→ PROBLEM DETAILS: Extract the records in full, leaving every picture out.

→ EXTRACTED RECORDS:
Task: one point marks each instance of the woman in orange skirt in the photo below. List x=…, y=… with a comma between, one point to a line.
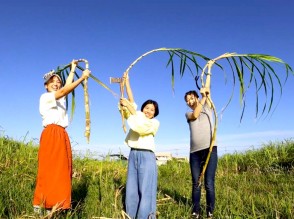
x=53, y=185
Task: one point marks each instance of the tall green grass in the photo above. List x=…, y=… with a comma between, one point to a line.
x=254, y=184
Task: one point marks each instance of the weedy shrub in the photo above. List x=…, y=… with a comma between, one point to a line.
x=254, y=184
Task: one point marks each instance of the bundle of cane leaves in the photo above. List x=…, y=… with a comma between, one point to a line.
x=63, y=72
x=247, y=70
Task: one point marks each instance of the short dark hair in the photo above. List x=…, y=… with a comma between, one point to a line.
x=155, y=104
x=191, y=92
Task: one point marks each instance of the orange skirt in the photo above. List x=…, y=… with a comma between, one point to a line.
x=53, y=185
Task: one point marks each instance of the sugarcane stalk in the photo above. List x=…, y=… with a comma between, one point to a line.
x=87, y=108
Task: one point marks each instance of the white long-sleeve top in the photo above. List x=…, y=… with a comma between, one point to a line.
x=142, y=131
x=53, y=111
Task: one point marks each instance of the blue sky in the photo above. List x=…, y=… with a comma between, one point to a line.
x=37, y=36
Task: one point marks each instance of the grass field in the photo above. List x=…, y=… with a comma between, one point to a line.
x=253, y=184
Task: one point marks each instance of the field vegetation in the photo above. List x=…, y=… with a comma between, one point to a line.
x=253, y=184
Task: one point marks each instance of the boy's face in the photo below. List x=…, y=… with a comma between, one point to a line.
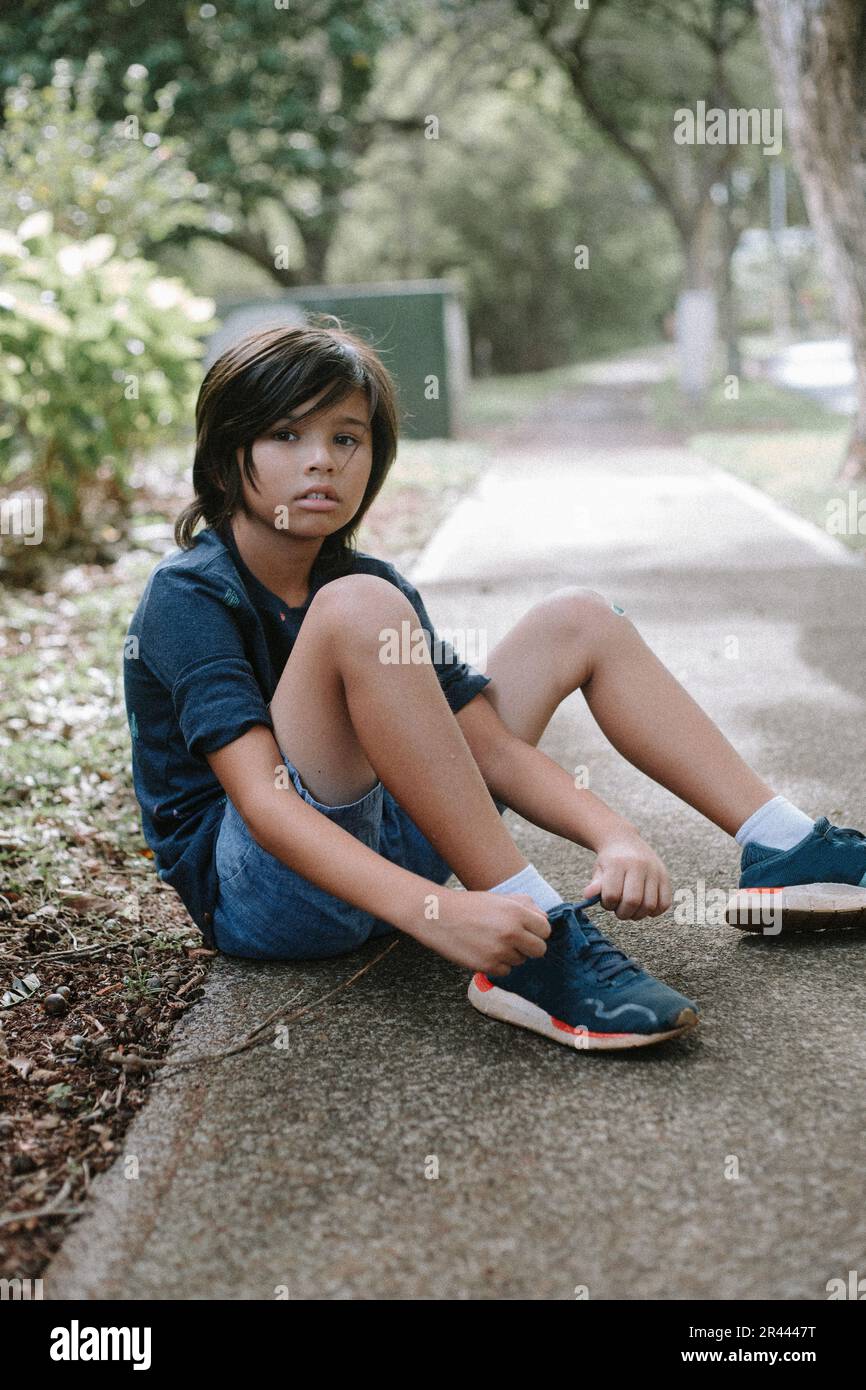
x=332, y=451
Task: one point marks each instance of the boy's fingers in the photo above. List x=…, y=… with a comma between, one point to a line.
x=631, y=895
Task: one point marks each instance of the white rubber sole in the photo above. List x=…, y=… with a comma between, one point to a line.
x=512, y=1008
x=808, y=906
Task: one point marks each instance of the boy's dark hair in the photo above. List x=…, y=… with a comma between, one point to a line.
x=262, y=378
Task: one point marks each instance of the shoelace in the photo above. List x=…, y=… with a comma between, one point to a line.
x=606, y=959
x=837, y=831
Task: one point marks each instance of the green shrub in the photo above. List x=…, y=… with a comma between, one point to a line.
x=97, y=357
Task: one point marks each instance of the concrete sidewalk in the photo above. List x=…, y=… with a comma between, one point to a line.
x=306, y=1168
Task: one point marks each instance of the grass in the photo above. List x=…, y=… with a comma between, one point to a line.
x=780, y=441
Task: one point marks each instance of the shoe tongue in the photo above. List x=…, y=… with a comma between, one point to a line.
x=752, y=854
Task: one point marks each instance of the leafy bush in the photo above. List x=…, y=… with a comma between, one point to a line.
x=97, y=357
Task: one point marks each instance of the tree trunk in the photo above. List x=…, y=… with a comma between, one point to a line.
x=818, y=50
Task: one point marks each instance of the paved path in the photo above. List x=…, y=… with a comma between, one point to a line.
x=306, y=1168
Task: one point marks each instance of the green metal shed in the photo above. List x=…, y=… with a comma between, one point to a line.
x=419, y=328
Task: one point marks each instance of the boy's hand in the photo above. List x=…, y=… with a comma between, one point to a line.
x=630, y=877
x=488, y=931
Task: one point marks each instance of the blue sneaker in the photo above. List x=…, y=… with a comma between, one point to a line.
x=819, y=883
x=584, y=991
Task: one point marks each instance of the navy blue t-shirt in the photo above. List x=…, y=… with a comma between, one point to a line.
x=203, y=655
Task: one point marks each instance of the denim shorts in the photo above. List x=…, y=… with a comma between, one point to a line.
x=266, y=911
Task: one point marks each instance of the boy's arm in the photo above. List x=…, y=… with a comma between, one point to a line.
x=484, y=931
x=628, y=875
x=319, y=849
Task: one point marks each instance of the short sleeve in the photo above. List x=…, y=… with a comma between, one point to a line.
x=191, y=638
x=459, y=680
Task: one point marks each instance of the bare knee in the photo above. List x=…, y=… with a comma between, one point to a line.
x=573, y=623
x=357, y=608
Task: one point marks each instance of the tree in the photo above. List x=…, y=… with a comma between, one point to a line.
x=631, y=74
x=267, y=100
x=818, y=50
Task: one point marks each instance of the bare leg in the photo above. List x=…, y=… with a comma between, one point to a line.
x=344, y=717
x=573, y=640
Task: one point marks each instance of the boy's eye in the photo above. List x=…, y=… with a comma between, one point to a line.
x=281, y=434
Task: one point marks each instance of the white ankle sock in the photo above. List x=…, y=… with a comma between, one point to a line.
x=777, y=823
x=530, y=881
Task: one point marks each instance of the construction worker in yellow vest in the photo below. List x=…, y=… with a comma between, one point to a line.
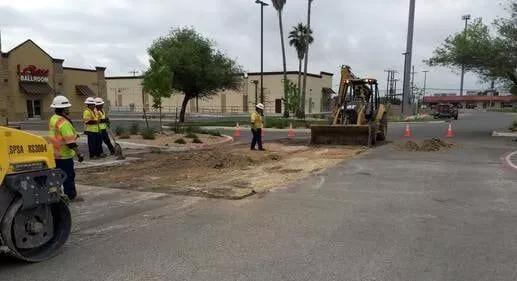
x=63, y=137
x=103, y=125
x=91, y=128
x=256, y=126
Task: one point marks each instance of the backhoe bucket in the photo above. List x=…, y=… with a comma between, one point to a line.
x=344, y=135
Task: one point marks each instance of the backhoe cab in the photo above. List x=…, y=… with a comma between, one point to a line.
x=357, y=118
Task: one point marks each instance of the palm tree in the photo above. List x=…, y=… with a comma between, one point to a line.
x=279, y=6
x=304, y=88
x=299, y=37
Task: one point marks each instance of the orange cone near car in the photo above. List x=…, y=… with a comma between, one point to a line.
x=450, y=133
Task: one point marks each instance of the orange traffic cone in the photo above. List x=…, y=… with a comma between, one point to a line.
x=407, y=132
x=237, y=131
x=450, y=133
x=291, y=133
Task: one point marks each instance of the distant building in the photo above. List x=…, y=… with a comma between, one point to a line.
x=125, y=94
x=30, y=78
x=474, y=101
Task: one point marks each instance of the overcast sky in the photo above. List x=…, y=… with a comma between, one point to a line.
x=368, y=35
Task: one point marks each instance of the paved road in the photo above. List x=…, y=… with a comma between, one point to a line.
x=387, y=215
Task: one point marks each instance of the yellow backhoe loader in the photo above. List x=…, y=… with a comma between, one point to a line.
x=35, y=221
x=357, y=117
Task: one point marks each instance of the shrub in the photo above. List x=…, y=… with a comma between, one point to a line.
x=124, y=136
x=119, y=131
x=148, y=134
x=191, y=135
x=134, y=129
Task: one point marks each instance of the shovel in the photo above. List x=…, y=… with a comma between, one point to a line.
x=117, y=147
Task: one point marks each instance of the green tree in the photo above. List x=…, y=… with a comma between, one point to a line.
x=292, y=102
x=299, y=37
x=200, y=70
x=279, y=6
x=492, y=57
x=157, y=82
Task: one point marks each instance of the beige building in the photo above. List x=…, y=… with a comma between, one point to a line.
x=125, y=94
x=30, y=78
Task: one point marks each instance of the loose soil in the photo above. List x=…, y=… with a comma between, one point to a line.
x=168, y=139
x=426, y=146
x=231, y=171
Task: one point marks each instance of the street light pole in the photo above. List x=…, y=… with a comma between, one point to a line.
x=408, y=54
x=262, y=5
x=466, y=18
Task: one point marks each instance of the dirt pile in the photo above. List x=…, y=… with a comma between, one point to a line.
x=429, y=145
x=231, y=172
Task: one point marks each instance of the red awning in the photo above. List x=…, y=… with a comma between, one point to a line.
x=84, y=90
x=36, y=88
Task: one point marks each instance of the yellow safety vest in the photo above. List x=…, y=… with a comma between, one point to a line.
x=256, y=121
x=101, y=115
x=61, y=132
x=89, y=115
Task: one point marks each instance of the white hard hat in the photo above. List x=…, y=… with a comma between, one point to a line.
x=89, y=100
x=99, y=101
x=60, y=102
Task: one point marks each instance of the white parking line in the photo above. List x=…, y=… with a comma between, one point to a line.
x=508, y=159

→ EXERCISE RESPONSE:
Task: one point marks each instance of the woman in orange skirt in the photo below. List x=…, y=… with a comma between, one point to a line.
x=53, y=185
Task: one point marks each instance of the tall green grass in the photo above. List x=…, y=… with a comma between, one point to a line.
x=254, y=184
Task: one point marks each instance of the weedy shrub in the photo above. List x=…, y=… with a comma between, one point to a line.
x=254, y=184
Task: one point marks each instance of the bundle of cane leaves in the photo above. List x=…, y=… with a comma between, one point to a line.
x=63, y=72
x=247, y=70
Task: one point marks each instance of the short dark hair in the photo above. List x=…, y=… with a comma between, one point to a line.
x=155, y=104
x=191, y=92
Task: one point marks each instance of the orange skirt in the photo above. List x=…, y=… with a comma between, one point to a line.
x=53, y=185
Task: one point marks each instance of the sugarcane stalk in the photo above. List x=…, y=… with a comma between, one point to a line.
x=87, y=108
Task: one point marks each instance of the white long-sleeve top in the photo above. List x=…, y=… with a comma between, one point to a line.
x=142, y=131
x=53, y=111
Task: one point marks each instance of the blue sky in the photo above. List x=…, y=… with a comma between, one point to a line.
x=37, y=36
Task: one point marks each instance of the grass field in the photo above. List x=…, y=… with a comma between, one point to a line.
x=253, y=184
Task: one point marks each instance of the field vegetation in the photo above. List x=…, y=… with a comma between, one point to a line.
x=253, y=184
Task: one point marks each instance of the boy's face in the photo below. List x=…, y=… with a comma between, one point to a line.
x=332, y=451
Task: one point marks each instance of the boy's fingers in the photo above. List x=…, y=… with a comma between, one point to a line.
x=631, y=895
Task: one point marks each instance of the white rubber sole in the photo above. List x=…, y=… with a comma between, one point to a line.
x=512, y=1008
x=808, y=906
Task: one point marks each instance of the boy's dark hair in the photo above. List x=…, y=… with a comma between, one point to a line.
x=262, y=378
Task: one point marks each instance of the shoelace in the photo above. List x=…, y=… with a comma between, one point to a line.
x=606, y=959
x=837, y=831
Task: one point marks each instance of the green shrub in the photo above. List x=…, y=… with a comma between, one point to a line.
x=97, y=357
Task: one point marks each instance of the concrete sidewalk in the photo above. List x=…, y=… with a comma between, one point to a line.
x=306, y=1168
Task: one point marks each instance of the grass in the photo above. List x=…, y=… with a comma between, one point to a line.
x=780, y=441
Task: one point marks each instance of the shoe tongue in the photo above. List x=…, y=… with a comma between, one point to a line.
x=752, y=854
Task: one point marks each instance of the leafy bush in the photo above. List x=…, y=… with a comma between, one point to a line.
x=97, y=357
Task: one point marks each instance of the tree trunk in the photo above. List x=…, y=… with a comma between, one point to a line.
x=818, y=50
Task: one point marks each instance of the paved path in the photo above. List x=…, y=… with a comma between, one point to a line.
x=306, y=1168
Task: one point marks each instance of the green metal shed in the photo above. List x=…, y=… with a comma between, one point to a line.
x=419, y=328
Task: one point marks each instance of the boy's hand in the photo above. List x=…, y=… with a comma between, one point to a line.
x=630, y=877
x=488, y=931
Task: one point marks each instance of the blue sneaker in the photo above. List x=…, y=… with a comma between, one point to a line.
x=819, y=883
x=584, y=991
Task: one point marks each instance of the navy blue t-shirt in the photo above. List x=…, y=… with a comma between, one point to a line.
x=203, y=655
Task: one point marks each instance of the denim shorts in the photo above. List x=…, y=… with a comma between, one point to a line.
x=266, y=911
Task: one point marks each instance of the boy's arm in the photo above. List x=…, y=… with a comma between, one point to a line.
x=484, y=931
x=628, y=875
x=319, y=849
Task: one point marks each instance of the short sleeve in the photo above. List x=…, y=… with a comma between, one point to a line.
x=191, y=638
x=459, y=680
Task: one point marks each instance of the bare knee in the photo above. List x=…, y=… with a comma between, one point to a line.
x=573, y=623
x=357, y=608
Task: one point marks each instance of the tree in the photo above. List x=…, y=… with a comma between, one point to a line.
x=631, y=74
x=267, y=100
x=818, y=50
Task: one point marks each instance of the bare leg in the photo above. List x=…, y=… with a comma between, one point to a line.
x=344, y=717
x=573, y=640
Task: one point marks each instance of the boy's eye in the photo above. List x=…, y=… with a comma between, one point to a line.
x=281, y=434
Task: one point marks each instance of the white ankle sock in the photo above. List x=…, y=… with a comma between, one point to a line.
x=777, y=823
x=530, y=881
Task: one point marks each instance of the construction worker in yellow vest in the photo below. List x=…, y=… with a comma between, one point to a line.
x=63, y=137
x=103, y=125
x=91, y=128
x=256, y=126
Task: one point marks each instance of the backhoe bucket in the photo above. List x=…, y=… with a comma between, one point to a line.
x=344, y=135
Task: one point marks each instance of the backhoe cab in the photo above. List x=…, y=… with a comma between, one point to a line.
x=357, y=118
Task: one point marks each instance of the palm tree in the photo above. List x=…, y=… with a comma between, one point to a line.
x=279, y=6
x=304, y=88
x=299, y=37
Task: one point marks each instance of the orange cone near car in the photo above. List x=…, y=… with a comma between, one point to a line.
x=450, y=133
Task: one point marks each instance of the orange traffic cone in the photo above. List x=…, y=… with a comma between, one point to a line.
x=407, y=132
x=237, y=131
x=450, y=133
x=291, y=133
Task: one point marks each instance of the distant building in the photo above. List x=…, y=… with a comma between, one point to a line.
x=125, y=94
x=30, y=78
x=474, y=101
Task: one point marks each instance of the overcast sky in the photo above. List x=…, y=… with a comma between, one point to a line.
x=368, y=35
Task: one point marks each instance of the paved road in the photo above. List x=…, y=… with a comma between, one point to a line.
x=387, y=215
Task: one point marks each instance of the yellow backhoe loader in the photo above. List x=…, y=… with a comma between, one point to a line.
x=35, y=221
x=357, y=117
Task: one point marks each instance of the shrub in the photo above. List x=…, y=… with a comma between, one point to a line.
x=124, y=136
x=119, y=131
x=148, y=134
x=191, y=135
x=134, y=129
Task: one point marks each instance of the shovel in the photo above. List x=…, y=… with a comma between, one point to a line.
x=117, y=147
Task: one point marks each instance of the green tree in the photo above. List x=…, y=… with a comma between, one point to a line.
x=292, y=102
x=299, y=37
x=200, y=70
x=279, y=6
x=492, y=57
x=157, y=82
Task: one point marks each instance of the beige building in the photo above. List x=…, y=… with a comma between, one point to a line.
x=125, y=94
x=30, y=78
Task: one point marks each instance of the loose soil in the photo above. List x=…, y=… with a comma between, one point to a line.
x=168, y=139
x=426, y=146
x=231, y=171
Task: one point marks each instance of the street light pole in the photo above. List x=…, y=… with a comma between, one point to a line.
x=408, y=54
x=262, y=5
x=466, y=18
Task: one point marks each instance of the dirt pile in the photo above. List x=…, y=… with a comma between, one point to a line.
x=429, y=145
x=231, y=172
Task: one point marks each instance of the red awning in the photo above. List x=…, y=… with a comma between, one point to a line.
x=84, y=90
x=36, y=88
Task: one point marks each instance of the yellow safety vest in the photo above. List x=…, y=… with a comma between, one point to a line.
x=256, y=121
x=101, y=115
x=61, y=132
x=89, y=115
Task: one point marks each instance of the white hard hat in the photo above. List x=…, y=… with a comma between, one point to a line.
x=89, y=100
x=99, y=101
x=60, y=102
Task: one point marks each instance of the white parking line in the photo above. List x=…, y=… with a comma between, one point to a line.
x=508, y=159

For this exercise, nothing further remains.